A faithful copy of each entry below is expected, with the images removed.

(Data supplied Opens)

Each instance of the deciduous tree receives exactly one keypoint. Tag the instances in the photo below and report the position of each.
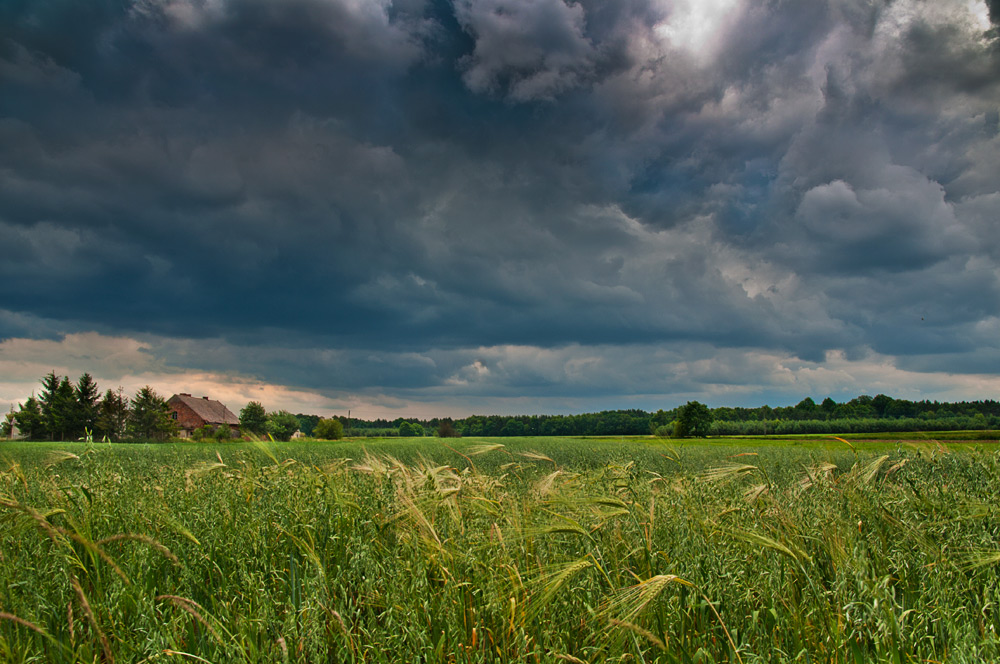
(282, 424)
(328, 429)
(253, 418)
(695, 419)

(Data supplied Closes)

Answer area:
Each instance of the deciduous tree receives exactly one keypoint. Tag the instances in the photo below and report the position of each.
(282, 424)
(328, 429)
(253, 418)
(695, 419)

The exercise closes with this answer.